- **REQUIRED TASKS**:
(1) Rewrite the public health transcript starting with "David Theroux" and going on through "at Washington University.", swapping "Thomas DiLorenzo" for "Tom DiLorenzo".
(2) Carry on the public health transcript past its last sentence.

- **GIVEN PASSAGE**:
Most public health practitioners would presumably recoil at the full implications of the argument that government should override individual decisions affecting health, because such decisions have an impact on society as a whole. But former Surgeon General C. Everett Koop, who became famous as a foe of tobacco, and now is campaigning against obesity. (And I haven’t seen any pictures of him lately by the way, but he was pretty chunky when he was in office. I don’t know if he’s taken care of that or not. And I guess I can say here—I’m not sure if this is too mean to say—Kelly Brownell is pretty chunky too. I don’t know if that’s fair to bring that up, but it’s seems to be like an anti-smoking activist who smokes.)

Koop does not seem to be troubled by the implications of this approach. “I think the government has a perfect right to influence personal behavior to the best of its ability if it is for the welfare of the individual, and the community as a whole,” he writes. Koop thus implies that the government is authorized to judge the welfare of the individual, and he elevates the community as a whole above mere people.

Now, some defenders of the public health movement have given this a little more thought, and they explicitly recognized the aims of public health are fundamentally collectivist, and cannot be reconciled with the American tradition of limited government.

One public health professor gave a speech back in 1975, which summed up pretty well the obstacle posed by the tradition of limited government. He argued that “the radical individualism inherent in the market model is the biggest obstacle to improving public health. The historic dream of public health that preventable death and disability ought to be minimized is a dream of social justice,” he said. We are far from recognizing the principal that death and disability are collective problems and that all persons are entitled to health protection.

He rejected the ultimately arbitrary distinction between voluntary and involuntary hazards, and complained that the primary duty to avert disease and injury still rests with the individual. He called upon public health practitioners to challenge the powerful sway market justice holds over our imagination, granting fundamental freedom to all individuals to be left alone. Public health, in other words, is inconsistent with the right to be left alone. Of all the risk factors for disease or injury, it seems, freedom is the most pernicious. Thank you.

David Theroux

Thank you very much Jacob. Our next speaker is Thomas DiLorenzo. Tom is professor of economics in the Sellinger School of Business and Management at Loyola College in Maryland. He received his Ph.D. in economics from Virginia Polytechnic Institute and State University, and he’s been on the faculties in the economics department at George Mason University, State University of New York at Buffalo, University of Tennessee at Chattanooga, and Washington University. And he’s also adjunct fellow of the Center for the Study of American Business at Washington University.

Professor DiLorenzo has also been a judge of The Independent Institute’s bi-annial Olive Garvey Essay Competition for college students, which awards fellowships to the top three judged entries. And we have a number of college students with us this evening. Any of you interested in possibly entering the program, we’d be happy to give you further information.

[Saved data entries]
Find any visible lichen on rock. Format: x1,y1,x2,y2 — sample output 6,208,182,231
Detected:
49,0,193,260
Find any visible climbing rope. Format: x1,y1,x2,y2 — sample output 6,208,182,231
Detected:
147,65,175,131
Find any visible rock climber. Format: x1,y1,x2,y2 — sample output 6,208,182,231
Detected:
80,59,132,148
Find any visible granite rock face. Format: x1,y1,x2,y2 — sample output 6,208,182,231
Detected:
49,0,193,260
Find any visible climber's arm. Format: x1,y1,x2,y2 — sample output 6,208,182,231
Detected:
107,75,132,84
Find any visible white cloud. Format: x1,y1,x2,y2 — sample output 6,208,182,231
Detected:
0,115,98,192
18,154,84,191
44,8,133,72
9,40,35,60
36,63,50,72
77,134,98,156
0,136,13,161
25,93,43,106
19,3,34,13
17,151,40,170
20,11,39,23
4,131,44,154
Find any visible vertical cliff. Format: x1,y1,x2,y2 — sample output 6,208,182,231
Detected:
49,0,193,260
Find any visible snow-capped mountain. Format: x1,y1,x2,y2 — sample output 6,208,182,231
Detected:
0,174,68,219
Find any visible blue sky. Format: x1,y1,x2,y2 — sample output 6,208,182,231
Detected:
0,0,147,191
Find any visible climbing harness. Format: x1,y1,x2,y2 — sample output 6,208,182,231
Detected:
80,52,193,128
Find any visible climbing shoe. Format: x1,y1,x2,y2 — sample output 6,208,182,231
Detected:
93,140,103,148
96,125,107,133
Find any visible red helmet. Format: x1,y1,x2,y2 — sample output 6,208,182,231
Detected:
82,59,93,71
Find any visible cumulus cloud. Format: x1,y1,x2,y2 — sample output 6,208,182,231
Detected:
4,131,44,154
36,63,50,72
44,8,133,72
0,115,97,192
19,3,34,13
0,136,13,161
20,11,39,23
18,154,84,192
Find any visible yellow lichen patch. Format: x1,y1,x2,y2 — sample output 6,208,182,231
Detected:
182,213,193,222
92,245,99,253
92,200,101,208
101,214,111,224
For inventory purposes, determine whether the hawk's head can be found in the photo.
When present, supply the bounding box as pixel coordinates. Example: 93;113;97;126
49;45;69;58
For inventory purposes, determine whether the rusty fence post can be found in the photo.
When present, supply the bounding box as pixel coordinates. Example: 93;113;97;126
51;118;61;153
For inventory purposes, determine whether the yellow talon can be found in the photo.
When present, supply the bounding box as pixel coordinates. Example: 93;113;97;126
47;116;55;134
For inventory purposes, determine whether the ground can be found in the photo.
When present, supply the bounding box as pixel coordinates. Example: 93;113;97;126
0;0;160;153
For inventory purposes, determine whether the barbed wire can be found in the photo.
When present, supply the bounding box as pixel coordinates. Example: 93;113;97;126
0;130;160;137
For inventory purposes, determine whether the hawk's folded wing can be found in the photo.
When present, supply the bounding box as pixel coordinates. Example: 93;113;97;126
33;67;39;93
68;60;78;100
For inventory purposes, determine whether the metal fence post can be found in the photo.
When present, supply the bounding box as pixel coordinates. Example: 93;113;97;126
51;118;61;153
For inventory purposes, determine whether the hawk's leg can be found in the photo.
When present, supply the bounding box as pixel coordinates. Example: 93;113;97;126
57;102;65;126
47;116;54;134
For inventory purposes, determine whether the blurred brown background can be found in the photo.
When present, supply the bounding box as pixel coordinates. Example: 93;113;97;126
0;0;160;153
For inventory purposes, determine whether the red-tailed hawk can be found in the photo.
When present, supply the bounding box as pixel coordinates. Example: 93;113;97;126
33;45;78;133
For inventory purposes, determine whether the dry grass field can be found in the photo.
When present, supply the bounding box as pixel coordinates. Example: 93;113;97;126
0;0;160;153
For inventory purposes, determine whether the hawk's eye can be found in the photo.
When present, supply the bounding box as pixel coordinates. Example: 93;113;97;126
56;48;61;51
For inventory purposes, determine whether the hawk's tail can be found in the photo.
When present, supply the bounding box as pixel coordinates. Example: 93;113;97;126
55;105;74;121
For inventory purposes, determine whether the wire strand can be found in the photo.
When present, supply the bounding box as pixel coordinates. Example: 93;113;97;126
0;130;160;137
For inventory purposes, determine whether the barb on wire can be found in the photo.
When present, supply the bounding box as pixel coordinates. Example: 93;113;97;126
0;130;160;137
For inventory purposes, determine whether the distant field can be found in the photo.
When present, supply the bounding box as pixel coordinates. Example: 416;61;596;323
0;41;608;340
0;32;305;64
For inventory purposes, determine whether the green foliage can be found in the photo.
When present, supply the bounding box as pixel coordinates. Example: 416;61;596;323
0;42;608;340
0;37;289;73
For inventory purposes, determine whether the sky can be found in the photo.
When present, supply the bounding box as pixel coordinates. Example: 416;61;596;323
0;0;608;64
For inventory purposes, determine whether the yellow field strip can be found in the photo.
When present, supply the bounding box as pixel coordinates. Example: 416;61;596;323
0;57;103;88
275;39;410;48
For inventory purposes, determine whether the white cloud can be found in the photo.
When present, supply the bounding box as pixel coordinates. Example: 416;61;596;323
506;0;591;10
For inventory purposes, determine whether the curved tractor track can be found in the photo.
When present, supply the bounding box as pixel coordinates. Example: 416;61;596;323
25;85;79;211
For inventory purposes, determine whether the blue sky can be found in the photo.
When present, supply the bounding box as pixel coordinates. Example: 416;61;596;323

- **RESULTS FOR THE EXERCISE**:
(1)
David Theroux

Thank you very much Jacob. Our next speaker is Tom DiLorenzo. Tom is professor of economics in the Sellinger School of Business and Management at Loyola College in Maryland. He received his Ph.D. in economics from Virginia Polytechnic Institute and State University, and he’s been on the faculties in the economics department at George Mason University, State University of New York at Buffalo, University of Tennessee at Chattanooga, and Washington University. And he’s also adjunct fellow of the Center for the Study of American Business at Washington University.

(2)
Also as an aside, The Institute operates a student intern program for college students, so any of you interested in discussing that should speak with Carl Close at the back.

Including his book, From Pathology to Politics, Professor DiLorenzo is the author actually, I guess it’s eight books now, is that right?

Thomas DiLorenzo

I’ve lost track. I think it’s nine actually.

David Theroux

Okay. Some of the others include, The Food and Drink Police, America’s Nannies, Official Lies, Public Health Profiteering, Busybodies and Petty Tyrants, Cancer Scam, Destroying Democracy, and we have copies of that upstairs. Also, Underground Government is upstairs I believe. Hidden Politics and Unhealthy Charities. He is also a contributing author to The Independent Institute book I mentioned earlier, Taxing Choice, which again, anyone interested in this issue, I strongly recommend you getting a copy.

His authored articles have appeared in many academic journals including The American Economic Review, The Independent Review, which is our journal, and I should mention that The Independent Review, an ongoing theme of the journal are topics pertaining to the Nanny State. His articles have also appeared in The Internal Review of Law of Economics, Economic Inquiry, and so forth. And he’s been the author of many articles and publications like The Wall Street Journal, U.S.A. Today, Readers Digest, and The Washington Post. I am delighted to introduce Tom DiLorenzo.

Thomas DiLorenzo

Thanks David. My next book by the way, that’s coming out in the Spring from Transaction Books is an exposé on C. Everett Koop, and where we point out that he was so fat a couple years ago, that his surgeon told him that he needed surgery on his knees. His surgeon told him to lose 40 pounds before he would do the surgery, because it would be unsafe for him to get back up on his feet if he was that heavy.

And he’s—Get Fit America is his new group—he’s telling us, “get fit, lose weight.” And one of the things they did was they got the government to define down words the criteria of what it is to be obese, as Jacob mentioned.

I work in Baltimore, and The Baltimore Sun ran an article claiming that according to the new criteria, every single member of the Baltimore Orioles baseball team was clinically obese. Fat, or muscle being heavier than fat, if you get highly trained athletes like that, they’re clinically obese.

Well, anyway, I want to spend 20 minutes giving you an overview of our book, From Pathology to Politics. The beginning of the book starts out with a brief history of the public health profession. And Jacob mentioned some of the things I was planning on talking about, but that’s good so I’ll talk about something else.

But to drive the point home about where America was in terms of public health in the 19th century, during the Civil War, there was no knowledge of germs. Surgeons would cut off an arm, and wipe the saw off on a dirty rag, or wash it out in a creek and then “operate” on the next person. There was no understanding of these things. And in fact, of the 620,000 Americans who died in that war, more than half of them died from disease, not gunshot wounds and things like that.

And it was the late 19th century, early 20th century when antiseptic surgery was invented, pasteurization, the whole field of bacteriology, quarantines where important, filtered water supply, all these things came about.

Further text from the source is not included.